#### DATASET RECORDS
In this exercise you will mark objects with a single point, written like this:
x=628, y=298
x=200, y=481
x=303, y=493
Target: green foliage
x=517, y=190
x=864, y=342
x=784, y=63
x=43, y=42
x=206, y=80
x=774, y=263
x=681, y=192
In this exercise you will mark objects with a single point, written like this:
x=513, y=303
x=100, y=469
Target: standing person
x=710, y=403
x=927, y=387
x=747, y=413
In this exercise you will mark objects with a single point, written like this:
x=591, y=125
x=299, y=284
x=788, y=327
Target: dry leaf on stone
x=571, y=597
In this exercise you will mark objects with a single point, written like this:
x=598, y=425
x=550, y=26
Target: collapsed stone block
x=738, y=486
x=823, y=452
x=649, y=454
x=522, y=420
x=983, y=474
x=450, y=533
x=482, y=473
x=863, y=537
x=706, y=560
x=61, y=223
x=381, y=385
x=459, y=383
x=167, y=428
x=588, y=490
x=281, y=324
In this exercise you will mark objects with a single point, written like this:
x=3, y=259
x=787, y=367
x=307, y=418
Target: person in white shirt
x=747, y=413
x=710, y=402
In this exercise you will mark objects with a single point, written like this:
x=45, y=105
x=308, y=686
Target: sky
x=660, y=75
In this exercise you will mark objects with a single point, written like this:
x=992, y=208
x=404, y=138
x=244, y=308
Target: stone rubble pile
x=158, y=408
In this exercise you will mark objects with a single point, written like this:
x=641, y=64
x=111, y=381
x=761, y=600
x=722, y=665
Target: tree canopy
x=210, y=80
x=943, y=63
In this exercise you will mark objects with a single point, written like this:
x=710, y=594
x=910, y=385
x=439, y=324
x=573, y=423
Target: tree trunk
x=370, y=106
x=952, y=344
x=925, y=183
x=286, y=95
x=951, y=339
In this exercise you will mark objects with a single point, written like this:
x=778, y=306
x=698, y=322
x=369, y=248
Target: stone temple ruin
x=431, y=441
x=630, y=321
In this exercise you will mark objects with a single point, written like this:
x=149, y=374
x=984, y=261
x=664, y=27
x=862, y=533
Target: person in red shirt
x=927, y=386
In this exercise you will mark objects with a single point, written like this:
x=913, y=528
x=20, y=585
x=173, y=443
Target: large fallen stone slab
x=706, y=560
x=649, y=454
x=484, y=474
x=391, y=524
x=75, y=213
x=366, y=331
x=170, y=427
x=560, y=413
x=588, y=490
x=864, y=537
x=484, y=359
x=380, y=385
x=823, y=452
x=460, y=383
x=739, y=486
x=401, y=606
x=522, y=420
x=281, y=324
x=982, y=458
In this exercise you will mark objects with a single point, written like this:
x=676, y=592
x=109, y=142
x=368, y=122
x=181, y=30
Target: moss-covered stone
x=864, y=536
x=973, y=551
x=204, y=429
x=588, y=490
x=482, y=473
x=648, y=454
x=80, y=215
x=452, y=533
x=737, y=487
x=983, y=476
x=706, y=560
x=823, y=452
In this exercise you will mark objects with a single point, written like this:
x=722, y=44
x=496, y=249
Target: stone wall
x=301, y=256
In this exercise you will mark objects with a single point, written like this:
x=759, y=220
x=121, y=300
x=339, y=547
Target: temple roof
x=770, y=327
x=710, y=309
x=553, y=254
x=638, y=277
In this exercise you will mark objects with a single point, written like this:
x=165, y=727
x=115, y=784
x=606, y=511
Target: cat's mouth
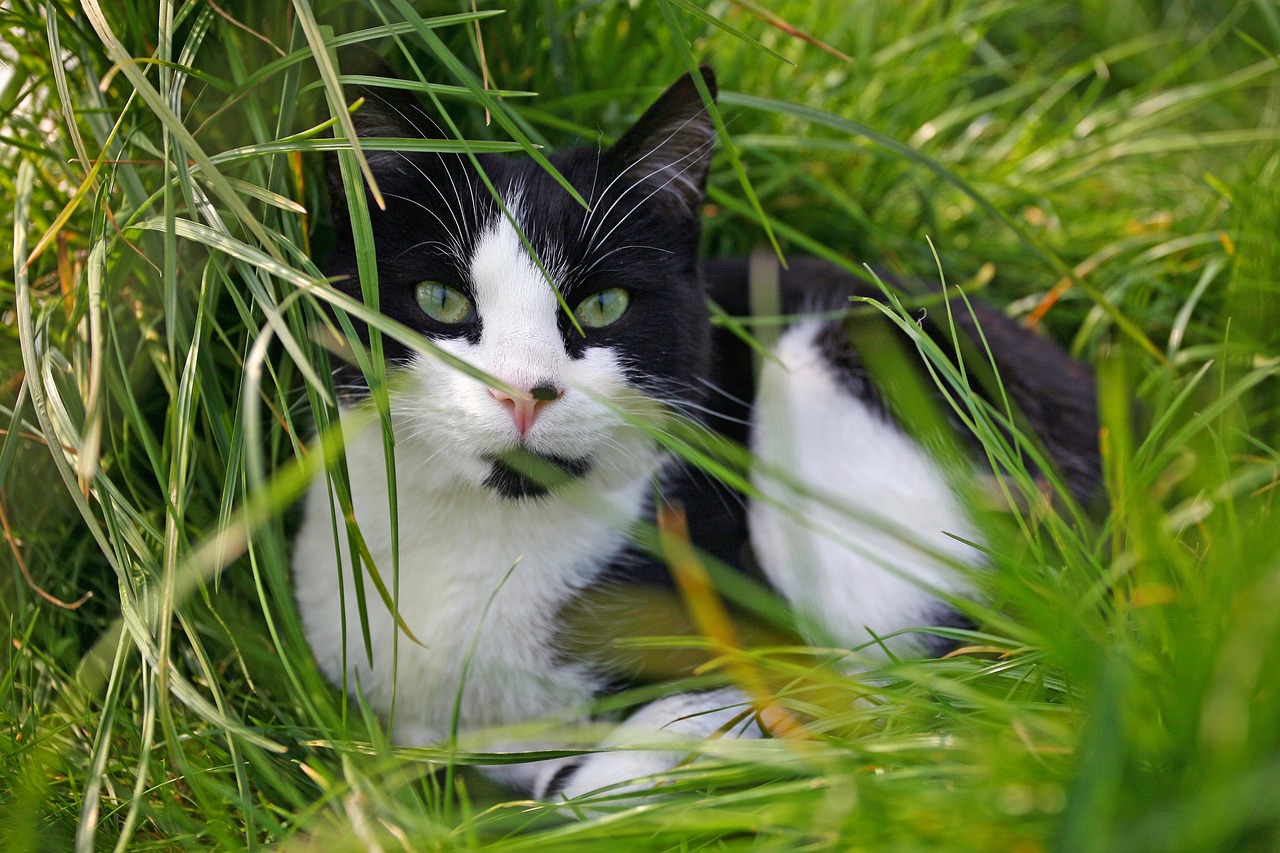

#### WHAT YOU ARE ASKED TO DO
Rescale the items from the beginning of the items through the line that contains "x=660, y=75", both included. Reproduce every one of those lines, requests too, multiplying each answer coordinate by 1.4 and rounding it to a whole number with halves rounded up; keep the numbers in the requests and their format samples as they are.

#### EXPECTED ANSWER
In this exercise you will mark objects with a single point, written like this:
x=628, y=298
x=200, y=481
x=303, y=493
Target: green foliage
x=724, y=266
x=1210, y=479
x=1098, y=88
x=60, y=59
x=288, y=112
x=1084, y=368
x=953, y=269
In this exercise you will mark objects with a single point, written like this:
x=513, y=303
x=100, y=469
Target: standing person
x=994, y=564
x=1298, y=542
x=1046, y=578
In this exercise you will mark objects with a single point, written like this:
x=591, y=125
x=299, y=284
x=788, y=327
Target: dry leaf on stone
x=799, y=836
In this exercise you will mark objects with a single point, written like this:
x=598, y=425
x=550, y=26
Target: collapsed stone block
x=1033, y=680
x=1152, y=633
x=909, y=636
x=731, y=588
x=1376, y=664
x=630, y=746
x=675, y=662
x=1208, y=752
x=988, y=784
x=85, y=312
x=533, y=539
x=643, y=536
x=234, y=599
x=823, y=686
x=393, y=454
In this exercise you will mark objects with a single point, written like this:
x=3, y=259
x=787, y=367
x=307, y=418
Target: person in white shirt
x=1046, y=578
x=994, y=563
In this exercise you will mark objects with a single point, written like this:
x=45, y=105
x=308, y=686
Target: sky
x=924, y=105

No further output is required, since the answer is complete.